**TO BE DONE**
Look for the line with "Mark one point on each instance of the wide" in the entries below, then extract that line and all lines after it exactly, with pictures left out.

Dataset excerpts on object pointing

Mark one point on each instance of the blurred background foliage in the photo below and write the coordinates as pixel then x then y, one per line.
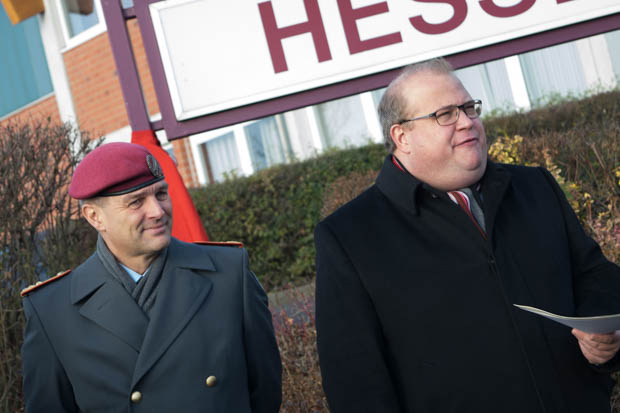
pixel 274 213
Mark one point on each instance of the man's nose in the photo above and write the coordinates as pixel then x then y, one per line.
pixel 154 208
pixel 463 121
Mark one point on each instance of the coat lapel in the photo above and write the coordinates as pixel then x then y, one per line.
pixel 106 303
pixel 181 293
pixel 495 185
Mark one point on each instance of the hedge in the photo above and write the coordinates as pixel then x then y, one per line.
pixel 274 211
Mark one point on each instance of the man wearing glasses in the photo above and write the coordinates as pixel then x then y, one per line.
pixel 417 277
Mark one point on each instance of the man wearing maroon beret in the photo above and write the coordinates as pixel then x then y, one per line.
pixel 148 323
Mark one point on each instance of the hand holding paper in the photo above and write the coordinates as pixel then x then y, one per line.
pixel 598 324
pixel 598 348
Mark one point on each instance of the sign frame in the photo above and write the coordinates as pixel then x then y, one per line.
pixel 136 108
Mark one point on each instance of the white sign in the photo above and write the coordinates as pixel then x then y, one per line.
pixel 219 55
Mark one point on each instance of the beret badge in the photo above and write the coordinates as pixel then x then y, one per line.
pixel 154 166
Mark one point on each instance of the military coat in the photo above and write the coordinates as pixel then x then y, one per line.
pixel 208 347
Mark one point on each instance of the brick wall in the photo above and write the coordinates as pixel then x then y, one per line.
pixel 98 98
pixel 94 83
pixel 40 109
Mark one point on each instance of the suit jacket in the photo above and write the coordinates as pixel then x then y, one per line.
pixel 88 346
pixel 415 308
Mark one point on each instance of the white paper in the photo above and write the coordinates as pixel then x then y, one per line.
pixel 596 324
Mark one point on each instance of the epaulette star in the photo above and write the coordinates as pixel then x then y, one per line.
pixel 39 284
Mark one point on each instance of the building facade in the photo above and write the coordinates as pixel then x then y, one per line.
pixel 59 64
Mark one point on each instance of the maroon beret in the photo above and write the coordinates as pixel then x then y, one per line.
pixel 114 169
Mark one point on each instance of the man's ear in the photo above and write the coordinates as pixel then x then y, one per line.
pixel 93 214
pixel 399 137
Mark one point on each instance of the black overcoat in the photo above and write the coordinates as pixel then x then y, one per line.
pixel 88 345
pixel 415 308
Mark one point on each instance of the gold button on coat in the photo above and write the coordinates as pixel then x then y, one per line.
pixel 136 397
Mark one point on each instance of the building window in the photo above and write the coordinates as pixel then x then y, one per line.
pixel 80 15
pixel 613 45
pixel 268 143
pixel 24 75
pixel 221 158
pixel 343 123
pixel 488 82
pixel 552 71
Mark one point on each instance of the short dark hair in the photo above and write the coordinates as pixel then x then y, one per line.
pixel 392 105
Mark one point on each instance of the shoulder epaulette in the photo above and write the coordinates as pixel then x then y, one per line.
pixel 38 284
pixel 221 243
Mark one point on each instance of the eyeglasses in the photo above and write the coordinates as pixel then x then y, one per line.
pixel 450 114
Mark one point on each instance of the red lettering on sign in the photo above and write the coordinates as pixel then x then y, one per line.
pixel 349 16
pixel 460 12
pixel 275 34
pixel 498 11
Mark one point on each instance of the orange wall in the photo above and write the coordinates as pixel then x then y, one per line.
pixel 98 98
pixel 185 162
pixel 96 90
pixel 41 109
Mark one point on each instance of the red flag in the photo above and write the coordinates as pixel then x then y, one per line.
pixel 186 224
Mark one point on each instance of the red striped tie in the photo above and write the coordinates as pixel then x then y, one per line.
pixel 463 202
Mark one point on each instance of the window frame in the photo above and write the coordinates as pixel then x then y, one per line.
pixel 84 36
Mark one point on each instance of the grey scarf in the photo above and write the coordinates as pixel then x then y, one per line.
pixel 144 292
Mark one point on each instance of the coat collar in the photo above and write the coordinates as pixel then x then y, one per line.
pixel 182 291
pixel 399 186
pixel 404 189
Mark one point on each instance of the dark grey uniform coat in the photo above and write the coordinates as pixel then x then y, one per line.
pixel 415 308
pixel 88 346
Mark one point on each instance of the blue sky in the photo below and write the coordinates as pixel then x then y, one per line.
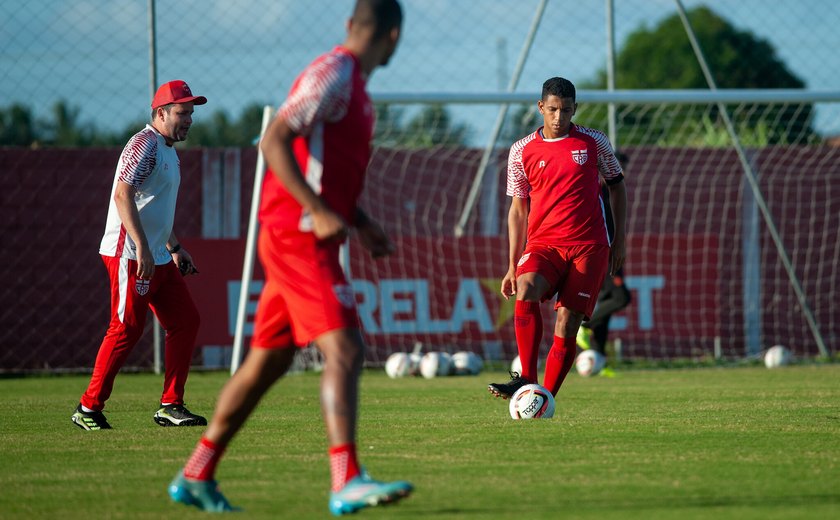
pixel 95 53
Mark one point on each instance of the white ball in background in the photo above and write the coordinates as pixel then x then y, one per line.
pixel 532 402
pixel 434 364
pixel 397 365
pixel 590 362
pixel 466 363
pixel 445 366
pixel 777 356
pixel 414 363
pixel 516 365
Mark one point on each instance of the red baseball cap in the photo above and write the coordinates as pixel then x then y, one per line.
pixel 175 91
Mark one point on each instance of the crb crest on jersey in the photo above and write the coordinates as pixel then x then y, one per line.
pixel 142 286
pixel 580 156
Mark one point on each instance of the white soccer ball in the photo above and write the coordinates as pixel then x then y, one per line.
pixel 397 365
pixel 415 358
pixel 435 364
pixel 466 363
pixel 532 402
pixel 516 365
pixel 590 362
pixel 777 356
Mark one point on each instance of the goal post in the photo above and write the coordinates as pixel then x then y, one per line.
pixel 707 276
pixel 250 248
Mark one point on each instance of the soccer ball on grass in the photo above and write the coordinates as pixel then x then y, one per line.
pixel 532 402
pixel 777 356
pixel 590 362
pixel 398 364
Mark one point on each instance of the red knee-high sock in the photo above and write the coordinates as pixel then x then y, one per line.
pixel 527 324
pixel 561 357
pixel 343 464
pixel 202 463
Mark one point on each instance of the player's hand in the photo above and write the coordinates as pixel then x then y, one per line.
pixel 145 263
pixel 328 225
pixel 617 255
pixel 183 259
pixel 374 239
pixel 509 284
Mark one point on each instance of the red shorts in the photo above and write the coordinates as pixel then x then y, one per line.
pixel 306 293
pixel 575 273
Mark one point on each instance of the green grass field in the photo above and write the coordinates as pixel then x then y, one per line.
pixel 745 443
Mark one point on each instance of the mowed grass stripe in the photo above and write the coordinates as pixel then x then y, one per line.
pixel 688 443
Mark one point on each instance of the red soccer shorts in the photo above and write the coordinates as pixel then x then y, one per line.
pixel 306 293
pixel 575 273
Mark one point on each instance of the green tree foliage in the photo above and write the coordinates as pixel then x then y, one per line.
pixel 662 58
pixel 17 126
pixel 430 127
pixel 217 129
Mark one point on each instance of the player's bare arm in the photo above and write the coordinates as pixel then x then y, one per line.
pixel 618 201
pixel 181 257
pixel 276 147
pixel 372 236
pixel 130 217
pixel 517 228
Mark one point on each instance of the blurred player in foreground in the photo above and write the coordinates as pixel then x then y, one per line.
pixel 146 263
pixel 614 295
pixel 317 148
pixel 557 233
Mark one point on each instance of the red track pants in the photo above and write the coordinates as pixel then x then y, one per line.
pixel 168 297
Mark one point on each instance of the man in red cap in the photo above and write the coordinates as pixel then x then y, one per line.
pixel 146 262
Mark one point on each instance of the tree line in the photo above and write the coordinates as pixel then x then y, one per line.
pixel 660 57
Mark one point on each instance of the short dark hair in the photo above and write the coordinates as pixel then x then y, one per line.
pixel 382 15
pixel 167 108
pixel 560 87
pixel 623 158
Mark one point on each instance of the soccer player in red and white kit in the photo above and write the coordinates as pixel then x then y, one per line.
pixel 317 149
pixel 557 232
pixel 146 263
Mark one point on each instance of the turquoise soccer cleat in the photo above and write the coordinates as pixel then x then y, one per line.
pixel 203 494
pixel 584 338
pixel 362 491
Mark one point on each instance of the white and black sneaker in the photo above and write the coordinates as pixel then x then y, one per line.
pixel 89 420
pixel 178 415
pixel 505 390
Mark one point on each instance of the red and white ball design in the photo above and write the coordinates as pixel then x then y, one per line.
pixel 532 402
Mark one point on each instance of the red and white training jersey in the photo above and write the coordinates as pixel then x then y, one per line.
pixel 329 108
pixel 561 179
pixel 153 168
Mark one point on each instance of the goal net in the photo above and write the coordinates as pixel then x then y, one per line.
pixel 707 278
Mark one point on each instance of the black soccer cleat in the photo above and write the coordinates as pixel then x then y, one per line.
pixel 505 390
pixel 89 420
pixel 178 415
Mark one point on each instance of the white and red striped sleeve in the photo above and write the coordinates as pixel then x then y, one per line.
pixel 138 158
pixel 608 165
pixel 518 185
pixel 321 94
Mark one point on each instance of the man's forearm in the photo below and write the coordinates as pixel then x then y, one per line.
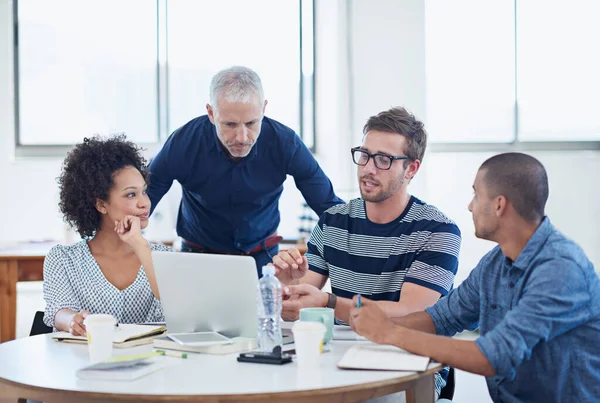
pixel 391 308
pixel 420 321
pixel 461 354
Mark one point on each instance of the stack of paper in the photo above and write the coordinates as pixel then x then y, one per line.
pixel 382 357
pixel 126 335
pixel 123 368
pixel 237 345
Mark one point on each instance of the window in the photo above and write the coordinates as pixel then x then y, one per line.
pixel 558 86
pixel 84 69
pixel 512 71
pixel 143 67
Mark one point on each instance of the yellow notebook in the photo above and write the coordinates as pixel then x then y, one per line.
pixel 126 335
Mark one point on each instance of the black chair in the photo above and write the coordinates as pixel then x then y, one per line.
pixel 447 391
pixel 38 326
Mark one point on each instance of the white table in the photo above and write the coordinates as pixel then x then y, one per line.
pixel 42 369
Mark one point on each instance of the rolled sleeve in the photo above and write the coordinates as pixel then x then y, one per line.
pixel 315 251
pixel 315 186
pixel 436 263
pixel 57 289
pixel 555 301
pixel 459 310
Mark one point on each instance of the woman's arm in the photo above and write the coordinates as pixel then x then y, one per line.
pixel 67 320
pixel 130 232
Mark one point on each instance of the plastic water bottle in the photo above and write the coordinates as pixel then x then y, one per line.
pixel 269 311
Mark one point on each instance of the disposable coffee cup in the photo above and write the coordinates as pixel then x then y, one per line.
pixel 308 340
pixel 100 330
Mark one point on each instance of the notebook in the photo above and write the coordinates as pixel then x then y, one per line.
pixel 122 368
pixel 126 335
pixel 382 357
pixel 237 345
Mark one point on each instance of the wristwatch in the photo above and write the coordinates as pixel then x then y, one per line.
pixel 331 301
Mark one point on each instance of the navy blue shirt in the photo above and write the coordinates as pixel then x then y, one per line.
pixel 233 206
pixel 539 320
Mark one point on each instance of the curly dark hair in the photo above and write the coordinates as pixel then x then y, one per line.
pixel 87 175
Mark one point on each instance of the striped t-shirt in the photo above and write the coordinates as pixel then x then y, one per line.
pixel 361 257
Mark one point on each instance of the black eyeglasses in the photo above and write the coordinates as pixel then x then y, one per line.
pixel 382 161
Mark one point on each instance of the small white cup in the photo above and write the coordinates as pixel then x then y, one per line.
pixel 308 339
pixel 100 329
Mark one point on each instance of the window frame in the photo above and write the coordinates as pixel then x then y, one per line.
pixel 162 85
pixel 516 144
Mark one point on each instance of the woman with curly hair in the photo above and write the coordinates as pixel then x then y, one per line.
pixel 103 196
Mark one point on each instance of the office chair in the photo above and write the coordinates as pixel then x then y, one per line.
pixel 447 391
pixel 38 326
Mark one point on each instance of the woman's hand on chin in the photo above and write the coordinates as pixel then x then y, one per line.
pixel 129 230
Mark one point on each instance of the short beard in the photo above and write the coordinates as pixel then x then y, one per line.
pixel 383 195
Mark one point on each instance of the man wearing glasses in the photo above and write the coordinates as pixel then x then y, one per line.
pixel 387 245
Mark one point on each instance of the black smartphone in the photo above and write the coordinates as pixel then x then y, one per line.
pixel 262 358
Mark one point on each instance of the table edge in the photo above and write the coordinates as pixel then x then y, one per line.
pixel 295 394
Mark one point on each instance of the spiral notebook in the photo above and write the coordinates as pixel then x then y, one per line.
pixel 126 335
pixel 382 357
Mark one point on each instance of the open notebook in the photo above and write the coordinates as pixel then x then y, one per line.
pixel 126 335
pixel 382 357
pixel 237 345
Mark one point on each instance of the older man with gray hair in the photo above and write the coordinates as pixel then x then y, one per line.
pixel 231 164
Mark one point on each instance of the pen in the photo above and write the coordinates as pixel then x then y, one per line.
pixel 170 353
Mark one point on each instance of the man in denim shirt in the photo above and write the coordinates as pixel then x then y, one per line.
pixel 535 298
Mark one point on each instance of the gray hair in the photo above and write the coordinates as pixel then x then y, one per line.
pixel 235 84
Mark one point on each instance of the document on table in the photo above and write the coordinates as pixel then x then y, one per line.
pixel 382 357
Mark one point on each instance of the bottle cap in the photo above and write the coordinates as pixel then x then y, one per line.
pixel 268 270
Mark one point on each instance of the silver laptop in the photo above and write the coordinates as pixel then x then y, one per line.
pixel 204 292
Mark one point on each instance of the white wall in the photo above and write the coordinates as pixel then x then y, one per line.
pixel 386 69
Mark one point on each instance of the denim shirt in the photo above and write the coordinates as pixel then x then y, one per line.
pixel 539 320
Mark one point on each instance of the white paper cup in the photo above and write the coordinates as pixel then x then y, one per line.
pixel 308 339
pixel 100 329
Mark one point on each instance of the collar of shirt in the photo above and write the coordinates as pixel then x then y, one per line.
pixel 532 249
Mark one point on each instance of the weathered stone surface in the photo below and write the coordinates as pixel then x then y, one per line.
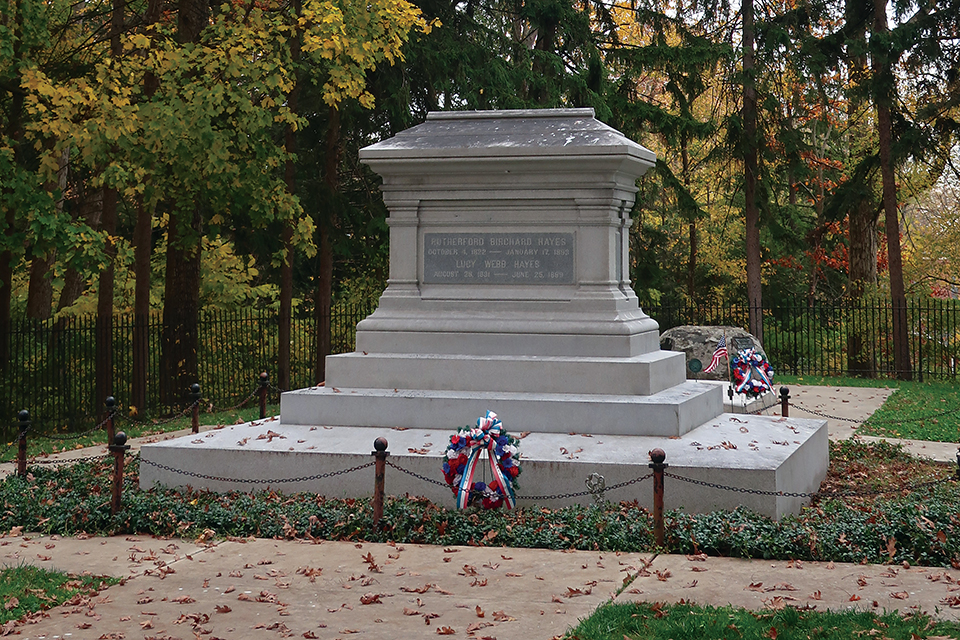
pixel 699 342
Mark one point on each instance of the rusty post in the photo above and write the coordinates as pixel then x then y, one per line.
pixel 380 453
pixel 785 402
pixel 111 404
pixel 195 396
pixel 264 383
pixel 119 449
pixel 24 417
pixel 657 457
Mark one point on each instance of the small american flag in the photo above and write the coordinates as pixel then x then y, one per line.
pixel 721 352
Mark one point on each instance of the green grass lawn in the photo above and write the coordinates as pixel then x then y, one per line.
pixel 915 411
pixel 690 622
pixel 26 589
pixel 38 445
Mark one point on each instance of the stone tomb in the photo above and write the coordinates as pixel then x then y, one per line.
pixel 509 290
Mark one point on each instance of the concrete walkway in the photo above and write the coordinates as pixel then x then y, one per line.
pixel 255 588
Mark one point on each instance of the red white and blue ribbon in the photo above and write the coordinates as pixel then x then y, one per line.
pixel 484 438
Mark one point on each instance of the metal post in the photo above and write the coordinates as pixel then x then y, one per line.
pixel 195 396
pixel 657 457
pixel 264 383
pixel 24 417
pixel 380 453
pixel 119 448
pixel 111 404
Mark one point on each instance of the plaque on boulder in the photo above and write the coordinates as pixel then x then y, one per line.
pixel 699 342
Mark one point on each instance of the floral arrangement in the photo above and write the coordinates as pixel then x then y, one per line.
pixel 752 374
pixel 463 457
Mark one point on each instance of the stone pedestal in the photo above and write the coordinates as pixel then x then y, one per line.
pixel 509 291
pixel 509 287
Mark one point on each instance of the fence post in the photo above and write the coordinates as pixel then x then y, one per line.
pixel 380 453
pixel 24 417
pixel 119 448
pixel 195 396
pixel 111 404
pixel 657 457
pixel 785 402
pixel 264 383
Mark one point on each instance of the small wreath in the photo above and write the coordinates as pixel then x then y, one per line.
pixel 463 457
pixel 752 374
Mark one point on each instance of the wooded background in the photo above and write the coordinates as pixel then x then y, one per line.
pixel 161 157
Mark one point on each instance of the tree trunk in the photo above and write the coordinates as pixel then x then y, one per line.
pixel 750 175
pixel 90 205
pixel 181 310
pixel 181 293
pixel 142 243
pixel 284 329
pixel 322 307
pixel 692 226
pixel 883 78
pixel 142 238
pixel 40 293
pixel 863 276
pixel 14 133
pixel 104 330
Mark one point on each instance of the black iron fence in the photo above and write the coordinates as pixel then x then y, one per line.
pixel 52 368
pixel 844 338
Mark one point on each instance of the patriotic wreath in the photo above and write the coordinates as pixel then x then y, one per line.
pixel 752 374
pixel 463 457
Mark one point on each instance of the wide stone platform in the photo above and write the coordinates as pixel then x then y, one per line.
pixel 767 453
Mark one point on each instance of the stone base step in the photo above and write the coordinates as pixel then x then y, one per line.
pixel 757 452
pixel 672 412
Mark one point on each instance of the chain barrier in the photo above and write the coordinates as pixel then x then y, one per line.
pixel 203 476
pixel 816 494
pixel 757 412
pixel 555 496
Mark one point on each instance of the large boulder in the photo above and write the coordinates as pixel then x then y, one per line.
pixel 699 343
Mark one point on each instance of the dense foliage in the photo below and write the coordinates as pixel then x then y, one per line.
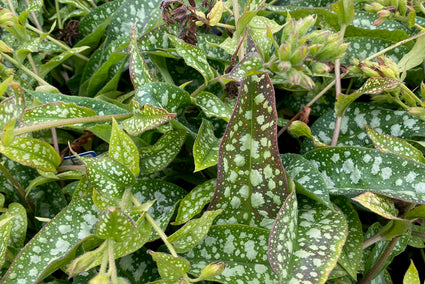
pixel 183 141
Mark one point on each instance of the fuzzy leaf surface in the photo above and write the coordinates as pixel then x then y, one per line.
pixel 251 180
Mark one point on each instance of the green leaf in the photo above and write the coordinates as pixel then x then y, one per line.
pixel 114 225
pixel 350 170
pixel 139 71
pixel 412 275
pixel 170 268
pixel 166 195
pixel 108 176
pixel 211 105
pixel 158 156
pixel 414 57
pixel 187 237
pixel 303 172
pixel 194 57
pixel 148 118
pixel 122 149
pixel 44 253
pixel 55 111
pixel 251 179
pixel 163 95
pixel 389 144
pixel 193 203
pixel 352 250
pixel 32 152
pixel 313 240
pixel 395 123
pixel 205 148
pixel 243 249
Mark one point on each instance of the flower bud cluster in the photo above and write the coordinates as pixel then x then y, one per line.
pixel 303 54
pixel 387 9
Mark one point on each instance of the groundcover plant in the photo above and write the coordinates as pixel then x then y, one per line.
pixel 180 141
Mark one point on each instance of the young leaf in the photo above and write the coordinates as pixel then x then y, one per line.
pixel 387 143
pixel 193 203
pixel 306 249
pixel 243 249
pixel 251 180
pixel 108 176
pixel 194 57
pixel 349 170
pixel 32 152
pixel 158 156
pixel 55 111
pixel 122 149
pixel 211 105
pixel 148 118
pixel 139 71
pixel 187 237
pixel 42 255
pixel 205 148
pixel 170 268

**SOLVED EXERCISE**
Mark one point on each instance of the wide stone platform in the photo above and write the coordinates as pixel then x then y, one per line.
pixel 767 453
Mark one point on each instance of the stone base step in the photo above and write the coordinates as pixel then x then y, one per line.
pixel 757 452
pixel 672 412
Mark one point on each instance of the chain barrier in the photo above and write the coordinates as pixel then x then y, one per line.
pixel 203 476
pixel 816 494
pixel 757 412
pixel 555 496
Mark one point on each instance of the large boulder in the photo above and write the coordinates as pixel then x then y, one per line.
pixel 699 343
Mark one point on each instance of the dense foliage in the photo below and write the coordinates as pixel then x then y, one per line.
pixel 183 141
Mark one point on each instance of the fuzzy leaf surface in the photo above and write the coordinates as pixel then x then y, one per line.
pixel 251 180
Mark one point on each instance of the green leaf in the photo above and write the coordinates as pixel then x then y, one per line.
pixel 114 225
pixel 350 170
pixel 139 71
pixel 412 275
pixel 170 268
pixel 166 195
pixel 108 176
pixel 211 105
pixel 158 156
pixel 414 57
pixel 187 237
pixel 303 172
pixel 194 57
pixel 148 118
pixel 122 149
pixel 44 253
pixel 55 111
pixel 251 179
pixel 163 95
pixel 389 144
pixel 193 203
pixel 352 250
pixel 32 152
pixel 313 240
pixel 395 123
pixel 205 148
pixel 243 249
Mark one point on each instance of the flower bud cluster in the photo above and write the coordinates as pixel then x then y, one per line.
pixel 303 54
pixel 387 9
Mark one point on each instance of the groundcover plant in the photo above and write the coordinates as pixel then x then y, one per line.
pixel 180 141
Mark one point on each instance of the young leaf in the photo above and write the coordinates as pixel then x then y, one per line.
pixel 387 143
pixel 193 203
pixel 306 249
pixel 243 249
pixel 251 180
pixel 108 176
pixel 194 57
pixel 349 170
pixel 32 152
pixel 158 156
pixel 55 111
pixel 122 149
pixel 211 105
pixel 148 118
pixel 139 71
pixel 187 237
pixel 42 255
pixel 205 148
pixel 170 268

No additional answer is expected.